[Referring expression data]

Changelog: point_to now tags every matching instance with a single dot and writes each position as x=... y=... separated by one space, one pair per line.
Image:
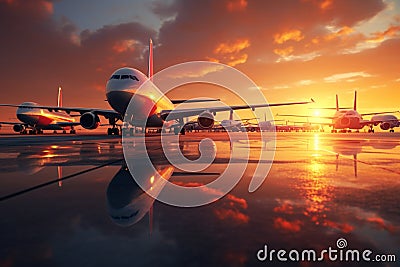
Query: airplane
x=347 y=119
x=120 y=89
x=386 y=122
x=38 y=119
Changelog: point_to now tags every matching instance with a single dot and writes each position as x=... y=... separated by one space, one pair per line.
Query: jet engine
x=205 y=120
x=345 y=122
x=18 y=128
x=385 y=125
x=89 y=120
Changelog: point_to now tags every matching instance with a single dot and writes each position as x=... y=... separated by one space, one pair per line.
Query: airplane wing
x=181 y=113
x=377 y=113
x=107 y=113
x=304 y=116
x=66 y=124
x=180 y=101
x=12 y=123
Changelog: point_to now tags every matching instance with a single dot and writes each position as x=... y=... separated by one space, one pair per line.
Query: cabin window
x=115 y=77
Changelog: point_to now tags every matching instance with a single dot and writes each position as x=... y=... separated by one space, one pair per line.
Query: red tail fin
x=59 y=97
x=150 y=74
x=337 y=103
x=355 y=100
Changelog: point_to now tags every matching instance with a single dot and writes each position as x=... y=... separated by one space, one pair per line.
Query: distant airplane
x=120 y=89
x=34 y=120
x=386 y=122
x=347 y=119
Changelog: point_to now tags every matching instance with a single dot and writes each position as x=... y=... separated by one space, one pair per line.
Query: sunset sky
x=292 y=50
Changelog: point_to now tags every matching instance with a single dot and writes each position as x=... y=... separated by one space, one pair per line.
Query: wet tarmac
x=71 y=201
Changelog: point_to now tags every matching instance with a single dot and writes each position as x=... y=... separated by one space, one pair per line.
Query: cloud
x=349 y=76
x=391 y=32
x=236 y=5
x=231 y=53
x=294 y=35
x=288 y=226
x=124 y=45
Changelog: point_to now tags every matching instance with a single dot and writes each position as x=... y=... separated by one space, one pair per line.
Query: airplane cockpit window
x=115 y=77
x=133 y=77
x=124 y=77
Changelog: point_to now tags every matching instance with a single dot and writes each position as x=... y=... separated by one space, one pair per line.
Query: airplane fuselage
x=347 y=119
x=41 y=118
x=146 y=103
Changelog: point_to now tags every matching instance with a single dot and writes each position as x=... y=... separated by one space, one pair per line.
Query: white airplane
x=347 y=119
x=386 y=122
x=120 y=89
x=38 y=119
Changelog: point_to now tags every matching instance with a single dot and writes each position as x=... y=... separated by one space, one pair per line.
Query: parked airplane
x=386 y=122
x=347 y=119
x=35 y=119
x=120 y=89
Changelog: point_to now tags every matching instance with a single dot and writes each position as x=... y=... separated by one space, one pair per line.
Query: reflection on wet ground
x=66 y=202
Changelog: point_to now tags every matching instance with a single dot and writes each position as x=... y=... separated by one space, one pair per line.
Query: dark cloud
x=39 y=53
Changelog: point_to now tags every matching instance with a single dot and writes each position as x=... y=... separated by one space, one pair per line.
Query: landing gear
x=371 y=129
x=113 y=131
x=176 y=130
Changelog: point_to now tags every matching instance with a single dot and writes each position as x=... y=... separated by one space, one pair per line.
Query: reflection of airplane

• **TASK INSTRUCTIONS**: Restate each entry word for word, please, but drop any images it holds.

• **FINAL ANSWER**:
Changelog: point_to now tags every matching instance with a single dot and writes each position as x=... y=... separated by one space, one pair per line.
Image:
Query: airplane
x=347 y=119
x=120 y=89
x=386 y=122
x=38 y=119
Changelog: point_to now tags every matching instance with a single dot and writes each position as x=... y=... separated by one space, one pair per line.
Query: jet engine
x=205 y=120
x=345 y=122
x=18 y=128
x=385 y=125
x=89 y=120
Changelog: point_to now tags every matching instance with a single dot and writes each position as x=... y=... separated by one space, one pair per line.
Query: airplane wing
x=181 y=113
x=377 y=113
x=107 y=113
x=304 y=116
x=66 y=124
x=180 y=101
x=12 y=123
Changelog: point_to now tags every matching instance with a single dot and writes each position as x=... y=... separated by one space, one pair per line.
Query: cabin window
x=115 y=77
Changelog: point_to now tags every matching instance with a single dot and writes each position as x=... y=... separated by one space, one pair per line.
Query: red tail fin
x=59 y=97
x=150 y=74
x=337 y=103
x=355 y=100
Changelog: point_to now tags every matching instance with a single dot and writes each position as x=... y=... separated by one space, one pair per line.
Query: distant airplane
x=120 y=89
x=34 y=120
x=386 y=122
x=347 y=119
Changelog: point_to now tags every matching instance with a single dot and writes each position as x=... y=... separated by one space, one pair per line.
Query: sunset sky
x=292 y=50
Changelog: point_to now tags every matching instance with a single dot and writes each position as x=... y=... separated by one space, one pair per line.
Query: wet tarmac
x=71 y=201
Changelog: point_to now tags every matching instance with a single dot and writes each position as x=... y=... separated by one space, one pair per line.
Query: cloud
x=349 y=76
x=391 y=32
x=236 y=5
x=231 y=53
x=294 y=35
x=288 y=226
x=124 y=45
Changelog: point_to now tags every matching instance with a single dot and writes each position as x=... y=... separated by one space, one pair per line.
Query: airplane cockpit window
x=115 y=77
x=133 y=77
x=124 y=77
Changelog: point_to now tags every matching instance with a single dot and writes each position as x=... y=... separated by one space, one pair per line.
Query: airplane fuselage
x=347 y=119
x=41 y=118
x=146 y=103
Changelog: point_to now tags every matching instance with a single dot and writes each position as x=... y=... separated by one space, one pair per line.
Query: white airplane
x=347 y=119
x=386 y=122
x=120 y=89
x=38 y=119
Changelog: point_to now tags every matching instance with a single dot and writes each position as x=... y=... separated by one space, one pair per line.
Query: parked airplane
x=386 y=122
x=347 y=119
x=35 y=119
x=120 y=89
Changelog: point_to now tags every matching instance with a single dot and writes each position as x=... y=... separated by one space, one pair per line.
Query: reflection on wet ground
x=66 y=202
Changelog: point_to now tags every matching instance with a single dot and writes each position as x=... y=... separated by one space, one pair per line.
Query: dark cloud
x=39 y=53
Changelog: point_to now tags every matching instance with a single dot and writes each position as x=... y=... separated by one space, one pair per line.
Query: landing gear
x=371 y=129
x=113 y=131
x=176 y=130
Changelog: point_to now tags every matching instance with a single dot and writes each position as x=... y=... separated by one space, one pair per line.
Query: reflection of airplane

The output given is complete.